Task:
In the copy you make of the entries, no picture should appear, and every word must match.

[Stored entries]
──────

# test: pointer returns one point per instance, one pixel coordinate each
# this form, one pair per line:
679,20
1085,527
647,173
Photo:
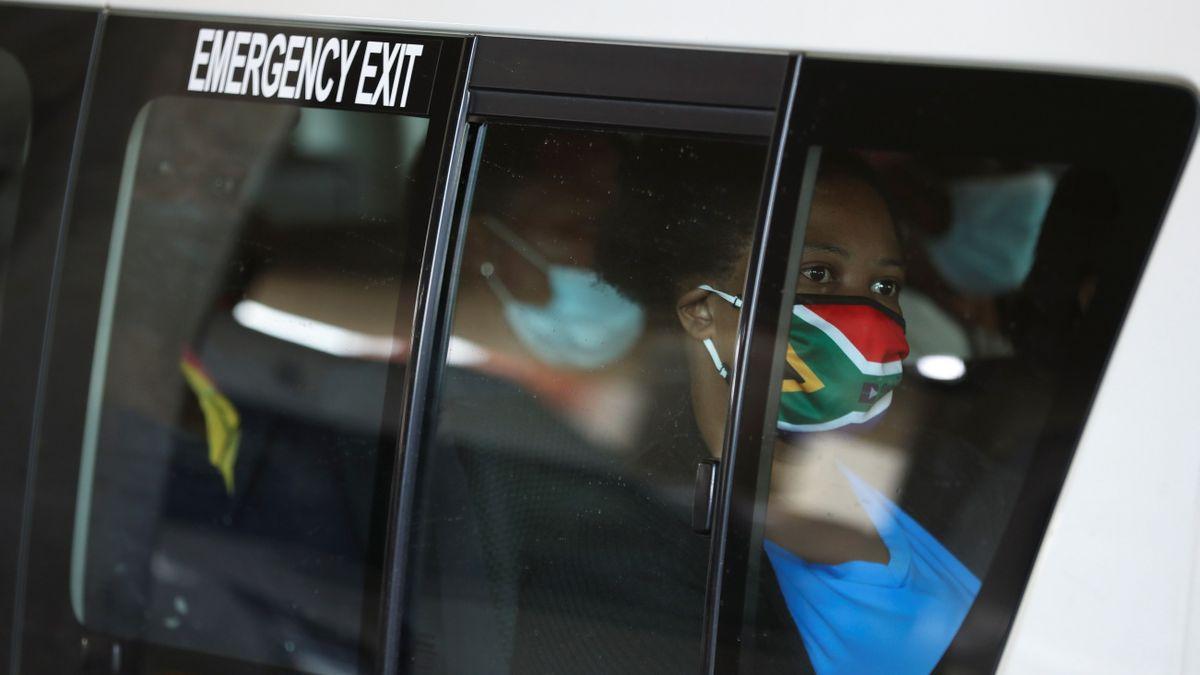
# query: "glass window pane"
940,303
16,112
555,518
253,312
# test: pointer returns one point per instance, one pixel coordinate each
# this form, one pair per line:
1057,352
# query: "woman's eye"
886,287
817,274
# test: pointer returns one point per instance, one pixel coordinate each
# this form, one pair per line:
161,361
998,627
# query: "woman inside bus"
864,585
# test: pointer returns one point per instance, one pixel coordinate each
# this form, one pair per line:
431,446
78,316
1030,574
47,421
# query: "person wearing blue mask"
870,591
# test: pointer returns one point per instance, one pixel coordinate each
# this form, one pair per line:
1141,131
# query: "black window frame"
57,71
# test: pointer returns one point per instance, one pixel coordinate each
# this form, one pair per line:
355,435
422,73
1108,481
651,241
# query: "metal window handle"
703,500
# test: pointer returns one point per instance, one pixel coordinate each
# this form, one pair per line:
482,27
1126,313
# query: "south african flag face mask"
843,362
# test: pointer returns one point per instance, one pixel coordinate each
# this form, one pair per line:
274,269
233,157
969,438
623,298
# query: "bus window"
555,526
960,255
257,282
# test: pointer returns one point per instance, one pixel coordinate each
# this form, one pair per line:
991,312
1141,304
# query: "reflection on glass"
237,406
555,527
16,112
917,378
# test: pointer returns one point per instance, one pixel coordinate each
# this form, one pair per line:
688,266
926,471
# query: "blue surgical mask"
995,223
586,324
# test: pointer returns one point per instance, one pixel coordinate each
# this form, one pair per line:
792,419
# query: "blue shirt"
865,616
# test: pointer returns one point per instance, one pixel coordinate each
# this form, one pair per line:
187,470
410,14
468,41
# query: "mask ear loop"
731,299
708,341
517,244
717,359
502,292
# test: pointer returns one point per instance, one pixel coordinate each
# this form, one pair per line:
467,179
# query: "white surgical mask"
994,231
586,324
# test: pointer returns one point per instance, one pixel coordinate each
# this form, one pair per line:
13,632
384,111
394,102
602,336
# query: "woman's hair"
688,214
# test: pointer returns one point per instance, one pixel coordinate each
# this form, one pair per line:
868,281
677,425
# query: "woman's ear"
695,314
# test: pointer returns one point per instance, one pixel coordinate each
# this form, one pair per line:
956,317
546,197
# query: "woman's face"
851,249
850,245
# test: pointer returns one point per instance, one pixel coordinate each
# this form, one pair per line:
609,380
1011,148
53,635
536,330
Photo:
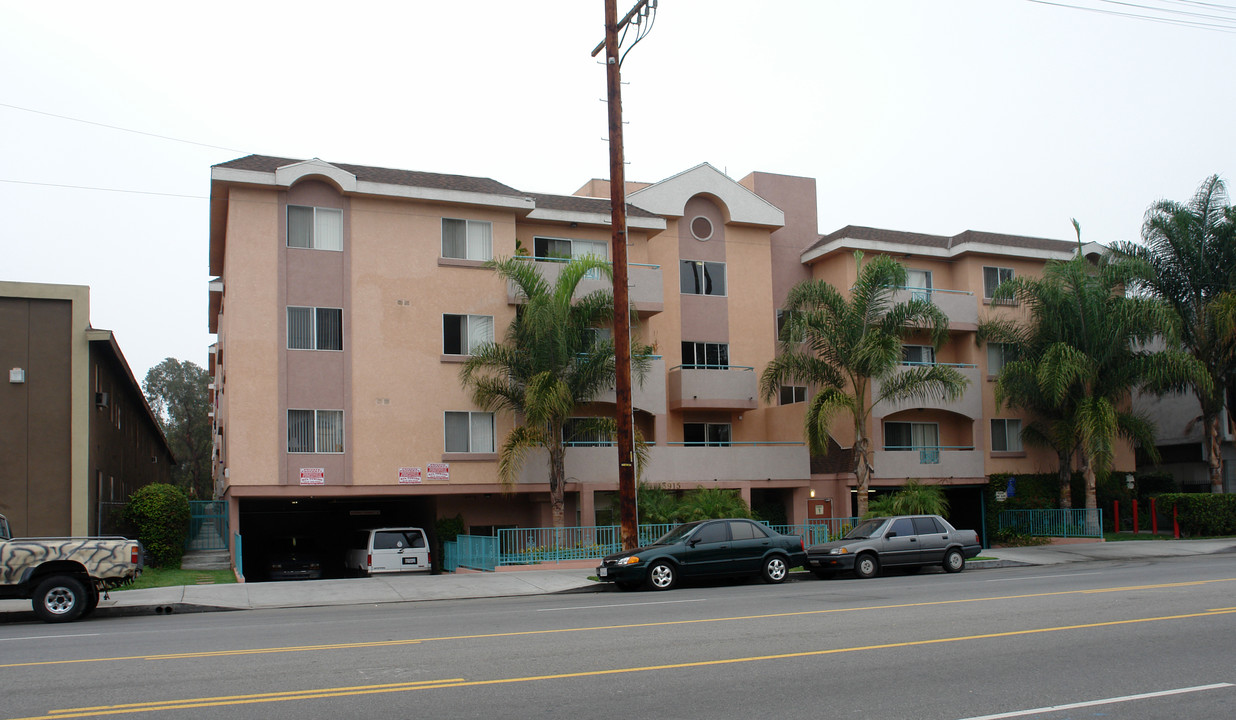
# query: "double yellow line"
321,693
601,627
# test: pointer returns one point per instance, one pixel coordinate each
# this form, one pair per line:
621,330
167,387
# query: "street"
1134,640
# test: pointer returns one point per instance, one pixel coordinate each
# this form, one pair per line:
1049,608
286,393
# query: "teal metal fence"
477,552
208,525
1053,523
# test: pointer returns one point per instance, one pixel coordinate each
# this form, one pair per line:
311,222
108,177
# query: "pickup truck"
63,577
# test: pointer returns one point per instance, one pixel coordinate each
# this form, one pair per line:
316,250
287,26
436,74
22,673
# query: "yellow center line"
601,627
323,693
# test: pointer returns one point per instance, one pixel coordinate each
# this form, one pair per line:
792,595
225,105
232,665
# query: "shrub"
161,515
1202,514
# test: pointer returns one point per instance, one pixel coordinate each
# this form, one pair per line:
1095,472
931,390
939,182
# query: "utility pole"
627,509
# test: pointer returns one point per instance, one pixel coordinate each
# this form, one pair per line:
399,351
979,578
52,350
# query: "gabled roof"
382,175
740,205
858,237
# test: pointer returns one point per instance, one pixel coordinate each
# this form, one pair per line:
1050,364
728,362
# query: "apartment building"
76,434
346,297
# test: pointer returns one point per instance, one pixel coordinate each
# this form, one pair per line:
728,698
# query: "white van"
388,550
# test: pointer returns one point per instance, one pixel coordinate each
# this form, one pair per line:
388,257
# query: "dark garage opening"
320,527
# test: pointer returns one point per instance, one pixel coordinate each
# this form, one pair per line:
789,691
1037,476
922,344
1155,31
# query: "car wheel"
59,599
867,566
661,576
775,569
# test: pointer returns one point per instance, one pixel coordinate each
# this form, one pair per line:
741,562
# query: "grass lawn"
171,577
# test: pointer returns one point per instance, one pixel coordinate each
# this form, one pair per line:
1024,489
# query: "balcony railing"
957,305
712,387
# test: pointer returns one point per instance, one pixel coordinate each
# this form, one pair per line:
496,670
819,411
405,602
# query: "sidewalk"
540,579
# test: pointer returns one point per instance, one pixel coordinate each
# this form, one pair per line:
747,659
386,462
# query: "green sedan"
728,547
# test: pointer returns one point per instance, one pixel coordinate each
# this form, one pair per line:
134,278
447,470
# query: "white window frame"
1000,277
477,240
475,420
1010,430
320,221
702,277
702,347
707,434
321,436
796,394
314,326
998,357
471,325
930,352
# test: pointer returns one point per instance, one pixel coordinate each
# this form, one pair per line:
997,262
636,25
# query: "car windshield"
676,534
865,529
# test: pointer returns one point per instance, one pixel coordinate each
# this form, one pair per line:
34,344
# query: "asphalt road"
1146,640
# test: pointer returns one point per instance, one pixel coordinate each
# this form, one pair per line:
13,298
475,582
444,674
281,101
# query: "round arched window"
701,227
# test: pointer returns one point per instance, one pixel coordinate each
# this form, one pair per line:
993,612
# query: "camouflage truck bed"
63,577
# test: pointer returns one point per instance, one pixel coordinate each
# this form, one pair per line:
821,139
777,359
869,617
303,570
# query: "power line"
122,129
1221,25
104,189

──────

Output for this exercise:
# test: pointer returns one point per instance, one pixel coordinate each
# this form, one pair per line:
679,20
1085,527
647,173
Photo:
# query: "glass window pane"
940,303
16,112
555,518
253,312
# test: pointer returns one point per instance, one pixel coordinate each
# this form, one pair per line:
1057,352
# query: "woman's eye"
886,287
817,274
# test: pointer returns one point per instance, one pixel coordinate each
# this form, one pair per line:
161,361
998,627
# query: "woman inside bus"
864,585
# test: pointer returns one point per instance, one pixel coordinate each
# this form, one pair per line:
431,446
78,316
1030,574
47,421
# query: "person wearing blue mask"
870,591
# test: pointer returns one point per instance, one pixel coordinate each
# this form, one pair per line:
1141,131
# query: "black window frame"
57,71
# test: pointer returns one point per instance, one pixel coordinate each
# this form, one pair per line:
355,435
422,73
1108,481
651,241
# query: "metal window handle"
703,500
# test: pointer returns one point per instance, one pixel coordinate each
# this form, one pair per line:
482,27
1126,313
# query: "south african flag face mask"
843,362
# test: pointer returns one point per instance, one pixel coordinate each
# this form, one pair per line:
274,269
233,157
969,438
623,298
# query: "bus window"
555,526
960,255
257,282
# test: pointer returns one point per instance, one pixel coordinate each
# this form, one pair per line:
991,312
1141,304
# query: "reflection on glass"
237,406
555,527
16,112
917,378
# test: pointer returns one point per instance, one pixel coordinate each
# this form, one pair per line:
688,266
926,471
# query: "blue surgical mask"
995,223
586,324
# test: pointer returns one point per instance, one pixel coordinate each
# this form, one pair per line:
792,419
# query: "blue shirt"
865,616
# test: pointer returns one point per instance, one pixel coordinate each
# this form, one pair per line:
187,470
410,14
468,41
# query: "mask ear loop"
731,299
708,341
517,244
717,359
502,292
# test: pointer returns one point per instance, one pixel coordinate each
# this form, one pair per line:
467,179
# query: "white surgical mask"
994,231
586,324
# test: pointer returns one point per instance, one pixel coordinate each
# this form, one pair per line:
13,632
384,111
394,102
602,336
# query: "woman's hair"
688,214
# test: pointer returns one point per instance, one pixel coordinate each
# this form, one pair per line:
868,281
677,425
# query: "woman's ear"
695,314
# test: pointer returns one point per instance, one pixel coordinate each
# this form, one pair per line:
956,317
546,197
# query: "woman's face"
851,249
850,245
# test: pointer returns one point per instance, one pixel coordinate each
# this form, one pair per line:
609,380
1011,148
53,635
536,330
Photo:
# query: "double yellow line"
321,693
601,627
# test: pointer returns one point per instance, one pixel coordinate each
# this form, one pair per line:
621,330
167,387
# query: "street"
1134,640
# test: pointer returns one point per instance, one pixel coordinate each
# this form, one pair per line:
1049,608
286,393
# query: "teal metal fence"
477,552
208,525
1053,523
# test: pointer returns one point per instance, one pixel coordinate each
# this form, one pair per line:
311,222
108,177
# query: "pickup truck"
63,577
# test: pointer returns one point per instance, one pixel coordinate each
# this form, one pair per line:
316,250
287,26
436,74
22,673
# query: "yellow center line"
601,627
323,693
# test: pointer returns one point per instance, one pixel coordinate each
# this form, one pair per line:
792,595
225,105
232,665
# query: "shrub"
161,515
1202,514
# test: pointer returns one point per instance, one pixel coordinate each
# this form, one pair per line:
1095,472
931,390
939,182
# query: "utility pole"
627,509
# test: pointer returns one point per instance, one pixel coordinate each
# this form, one pair per line:
399,351
979,578
52,350
# query: "gabled roof"
382,175
740,205
858,237
# test: pointer returns one point per instance, one pixel coordinate each
# this form, one pair per line:
1050,364
728,362
# query: "apartment building"
76,434
346,297
# test: pointer returns one point per instance, one pixel coordinate each
# this form, one pair per line:
728,698
# query: "white van"
388,550
# test: pointer returns one point per instance, one pixel coordinate each
# this form, one pair per line:
388,257
# query: "dark garage opening"
320,527
# test: pointer returns one point per instance, one pixel coordinate each
# this form, one pair per line:
789,691
1037,476
922,344
1155,31
# query: "car wheel"
59,599
867,566
661,576
775,569
# test: pointer returns one point per instance, one pixel coordinate each
# this form, one pair per line:
741,562
# query: "grass lawn"
171,577
# test: pointer returns one point per instance, one pixel coordinate each
# this form, one pair per line:
1024,489
# query: "balcony railing"
957,305
712,387
# test: pointer returns one point per instance, one pixel coordinate each
# this form, one pair per line:
496,670
819,411
405,602
# query: "sidewalk"
540,579
# test: pointer returns one point per instance, one pixel coordinate each
# this form, one pair per line:
747,659
386,462
# query: "green sedan"
728,547
# test: pointer returns one point per instance, one pixel coordinate each
# this form, one pair per line:
134,278
447,470
# query: "white window frame"
1000,277
477,240
475,420
1010,430
320,221
702,277
702,347
707,434
321,436
796,394
314,326
998,357
471,325
930,352
# test: pointer returns one point per instance, one pixel coordinate each
# this form, one pair per line:
997,262
636,25
# query: "car windshield"
676,534
865,529
# test: pointer returns one point per instance, one pixel coordinate each
# this form, one pair per line:
34,344
# query: "asphalt road"
1146,640
# test: pointer returns one point per instance, one pixel coordinate each
# this form, one pair per line:
13,298
475,582
444,674
281,101
# query: "round arched window"
701,227
# test: pointer returns one point per instance, one pixel coordinate each
# this form, one pair per line:
993,612
# query: "camouflage truck bed"
63,577
# test: pointer returns one point per instance, one pixel coordinate each
# this form, one pair per line:
821,139
777,359
869,617
303,570
# query: "power line"
122,129
1221,25
104,189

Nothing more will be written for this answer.